> **What you are asked to do**: Print every row below without changing a single character.
* BEGIN Records for this exercise *
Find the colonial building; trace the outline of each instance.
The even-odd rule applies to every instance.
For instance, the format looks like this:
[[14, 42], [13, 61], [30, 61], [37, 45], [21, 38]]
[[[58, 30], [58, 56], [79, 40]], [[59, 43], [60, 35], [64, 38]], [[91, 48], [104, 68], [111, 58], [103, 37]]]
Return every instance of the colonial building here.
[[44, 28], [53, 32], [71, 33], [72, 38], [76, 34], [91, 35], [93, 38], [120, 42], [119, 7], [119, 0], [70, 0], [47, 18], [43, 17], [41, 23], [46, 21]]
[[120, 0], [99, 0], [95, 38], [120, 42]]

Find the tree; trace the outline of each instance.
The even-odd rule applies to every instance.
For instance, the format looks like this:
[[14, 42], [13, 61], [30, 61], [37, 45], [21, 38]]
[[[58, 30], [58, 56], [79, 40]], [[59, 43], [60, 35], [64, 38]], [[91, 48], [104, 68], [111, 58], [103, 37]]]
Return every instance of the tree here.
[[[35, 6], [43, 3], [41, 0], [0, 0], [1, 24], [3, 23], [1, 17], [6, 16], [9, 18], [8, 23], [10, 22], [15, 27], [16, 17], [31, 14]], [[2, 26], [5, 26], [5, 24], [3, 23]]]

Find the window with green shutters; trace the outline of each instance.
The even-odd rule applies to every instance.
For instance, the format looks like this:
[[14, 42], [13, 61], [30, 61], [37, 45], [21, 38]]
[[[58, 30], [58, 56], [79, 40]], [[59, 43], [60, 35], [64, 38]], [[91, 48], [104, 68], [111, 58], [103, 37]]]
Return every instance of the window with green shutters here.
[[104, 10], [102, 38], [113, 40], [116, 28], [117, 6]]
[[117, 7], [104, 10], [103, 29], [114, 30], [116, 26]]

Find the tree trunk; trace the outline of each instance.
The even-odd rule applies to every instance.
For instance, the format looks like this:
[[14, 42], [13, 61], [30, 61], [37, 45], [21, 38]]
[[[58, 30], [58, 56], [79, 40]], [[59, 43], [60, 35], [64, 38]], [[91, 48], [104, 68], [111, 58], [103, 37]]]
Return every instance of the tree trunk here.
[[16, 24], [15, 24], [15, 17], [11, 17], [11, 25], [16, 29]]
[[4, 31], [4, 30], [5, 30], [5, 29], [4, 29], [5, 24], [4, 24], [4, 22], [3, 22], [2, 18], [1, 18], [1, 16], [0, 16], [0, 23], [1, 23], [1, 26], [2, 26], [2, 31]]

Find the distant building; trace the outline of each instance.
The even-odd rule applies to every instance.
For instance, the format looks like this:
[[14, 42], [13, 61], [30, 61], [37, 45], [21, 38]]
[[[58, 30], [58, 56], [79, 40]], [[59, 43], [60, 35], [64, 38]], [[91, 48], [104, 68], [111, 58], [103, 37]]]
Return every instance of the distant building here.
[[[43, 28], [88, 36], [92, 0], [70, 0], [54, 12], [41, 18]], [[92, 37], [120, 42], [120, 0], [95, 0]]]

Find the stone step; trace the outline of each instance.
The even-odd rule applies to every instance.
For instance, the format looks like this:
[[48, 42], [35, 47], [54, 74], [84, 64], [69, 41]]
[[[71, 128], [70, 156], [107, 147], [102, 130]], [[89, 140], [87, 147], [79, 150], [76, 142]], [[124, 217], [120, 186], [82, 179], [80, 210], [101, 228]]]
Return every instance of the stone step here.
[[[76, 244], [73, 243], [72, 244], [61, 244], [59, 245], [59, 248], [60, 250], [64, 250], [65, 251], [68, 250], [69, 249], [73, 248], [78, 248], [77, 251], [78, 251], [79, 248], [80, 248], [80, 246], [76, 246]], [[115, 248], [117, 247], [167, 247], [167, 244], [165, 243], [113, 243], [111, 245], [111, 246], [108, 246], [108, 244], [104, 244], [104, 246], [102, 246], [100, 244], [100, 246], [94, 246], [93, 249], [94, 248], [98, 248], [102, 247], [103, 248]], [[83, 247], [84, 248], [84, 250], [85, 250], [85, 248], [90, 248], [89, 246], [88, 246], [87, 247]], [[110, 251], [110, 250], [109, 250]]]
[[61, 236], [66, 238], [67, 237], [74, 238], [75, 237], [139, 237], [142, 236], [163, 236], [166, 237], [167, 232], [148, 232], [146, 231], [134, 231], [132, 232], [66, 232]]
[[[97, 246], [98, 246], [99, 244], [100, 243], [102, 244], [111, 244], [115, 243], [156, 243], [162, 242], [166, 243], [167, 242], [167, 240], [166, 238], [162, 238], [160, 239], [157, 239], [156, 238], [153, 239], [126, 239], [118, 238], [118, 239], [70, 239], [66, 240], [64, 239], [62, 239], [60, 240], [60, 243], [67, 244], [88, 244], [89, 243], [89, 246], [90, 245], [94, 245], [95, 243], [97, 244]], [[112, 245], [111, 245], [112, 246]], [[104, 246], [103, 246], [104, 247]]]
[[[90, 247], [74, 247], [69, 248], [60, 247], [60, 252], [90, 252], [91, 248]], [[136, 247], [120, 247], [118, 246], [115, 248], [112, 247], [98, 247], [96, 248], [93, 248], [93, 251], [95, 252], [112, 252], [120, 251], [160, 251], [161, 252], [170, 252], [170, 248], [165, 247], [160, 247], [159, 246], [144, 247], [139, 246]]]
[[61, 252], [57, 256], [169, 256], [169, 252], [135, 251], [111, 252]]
* END Records for this exercise *
> **Response**:
Find the colonial building; trace the outline of each instance.
The even-odd rule applies to every instance.
For instance, the format looks like this:
[[14, 42], [13, 61], [30, 61], [37, 45], [21, 38]]
[[[58, 30], [58, 56], [79, 40]], [[59, 43], [60, 35], [64, 38]], [[91, 48], [104, 68], [111, 58], [103, 37]]]
Return every instance of the colonial building here.
[[44, 28], [53, 32], [71, 33], [72, 38], [76, 34], [91, 35], [93, 38], [120, 42], [119, 7], [119, 0], [70, 0], [47, 18], [43, 17], [41, 23], [46, 21]]
[[120, 0], [99, 0], [95, 38], [120, 42]]

Find the tree; trace the outline of each instance.
The even-odd rule applies to every instance.
For instance, the format looks like this:
[[14, 42], [13, 61], [30, 61], [37, 45], [21, 38]]
[[[58, 30], [58, 56], [79, 40]], [[59, 43], [60, 35], [64, 38]], [[91, 48], [104, 68], [111, 58], [103, 37]]]
Return every instance of the tree here.
[[[35, 6], [43, 3], [41, 0], [0, 0], [1, 24], [3, 23], [1, 17], [6, 16], [9, 18], [8, 23], [10, 22], [15, 27], [16, 17], [31, 14]], [[2, 26], [5, 26], [5, 24], [3, 23]]]

Find the window with green shutters; trace the outline of each instance.
The even-odd rule applies to every instance.
For instance, the format looks like this:
[[14, 42], [13, 61], [30, 61], [37, 45], [21, 38]]
[[[58, 30], [58, 56], [79, 40]], [[59, 43], [60, 35], [64, 38]], [[91, 48], [104, 68], [111, 58], [103, 37]]]
Return every instance of the window with green shutters here.
[[104, 10], [102, 38], [113, 40], [116, 28], [117, 6]]
[[117, 7], [104, 10], [103, 29], [114, 30], [116, 26]]

Find the tree trunk; trace the outline of each instance.
The even-odd rule applies to every instance.
For instance, the format looks like this:
[[14, 42], [13, 61], [30, 61], [37, 45], [21, 38]]
[[[58, 30], [58, 56], [79, 40]], [[59, 43], [60, 35], [64, 38]], [[91, 48], [104, 68], [111, 58], [103, 37]]]
Return every instance of the tree trunk here.
[[16, 24], [15, 24], [15, 17], [11, 17], [11, 25], [16, 29]]
[[4, 31], [4, 30], [5, 30], [5, 29], [4, 29], [5, 24], [4, 24], [4, 22], [3, 22], [2, 18], [1, 18], [1, 16], [0, 16], [0, 23], [1, 23], [1, 26], [2, 26], [2, 31]]

Find the distant building; trace the outline of each instance.
The even-odd rule applies to every instance.
For instance, the format looks like this:
[[14, 42], [13, 61], [30, 61], [37, 45], [21, 38]]
[[[58, 30], [58, 56], [79, 40]], [[59, 43], [60, 35], [64, 38]], [[91, 48], [104, 68], [111, 58], [103, 37]]]
Return every instance of the distant building here.
[[[43, 28], [88, 36], [92, 0], [70, 0], [54, 12], [41, 18]], [[92, 37], [120, 42], [120, 0], [95, 0]]]

Find the stone step; trace the outline of each instance.
The even-odd rule applies to every instance.
For instance, the format looks like this:
[[48, 42], [35, 47], [54, 74], [84, 64], [69, 41]]
[[[71, 128], [70, 156], [107, 147], [102, 130]], [[89, 140], [87, 147], [79, 150], [76, 142]], [[124, 217], [120, 186], [82, 179], [80, 210], [101, 228]]]
Return every instance of the stone step here.
[[[76, 244], [73, 243], [72, 244], [61, 244], [59, 245], [59, 248], [60, 250], [64, 250], [65, 251], [68, 250], [69, 249], [73, 248], [78, 248], [77, 251], [78, 251], [79, 248], [80, 248], [80, 246], [76, 246]], [[115, 248], [117, 247], [167, 247], [167, 244], [165, 243], [113, 243], [111, 245], [111, 246], [108, 246], [108, 244], [104, 244], [104, 246], [102, 246], [100, 244], [100, 246], [94, 246], [93, 249], [94, 248], [98, 248], [102, 247], [103, 248]], [[83, 247], [84, 248], [84, 250], [85, 250], [85, 248], [90, 248], [89, 246], [88, 246], [87, 247]], [[110, 251], [110, 250], [109, 250]]]
[[61, 236], [66, 238], [67, 237], [74, 238], [75, 237], [139, 237], [142, 236], [163, 236], [166, 237], [167, 232], [148, 232], [146, 231], [134, 231], [132, 232], [66, 232]]
[[[97, 246], [98, 246], [99, 244], [100, 243], [102, 244], [111, 244], [115, 243], [156, 243], [162, 242], [166, 243], [167, 242], [167, 240], [166, 238], [162, 238], [160, 239], [157, 239], [156, 238], [153, 239], [126, 239], [118, 238], [118, 239], [70, 239], [66, 240], [64, 239], [62, 239], [60, 240], [60, 243], [67, 244], [88, 244], [89, 243], [89, 246], [90, 245], [94, 245], [95, 243], [97, 244]], [[112, 245], [111, 245], [112, 246]], [[104, 246], [103, 246], [104, 247]]]
[[[90, 247], [74, 247], [69, 248], [60, 247], [60, 252], [90, 252], [91, 248]], [[136, 247], [120, 247], [118, 246], [115, 248], [112, 247], [98, 247], [96, 248], [93, 248], [93, 251], [95, 252], [112, 252], [120, 251], [160, 251], [161, 252], [170, 252], [170, 248], [165, 247], [160, 247], [159, 246], [144, 247], [139, 246]]]
[[61, 252], [57, 256], [169, 256], [169, 252], [135, 251], [111, 252]]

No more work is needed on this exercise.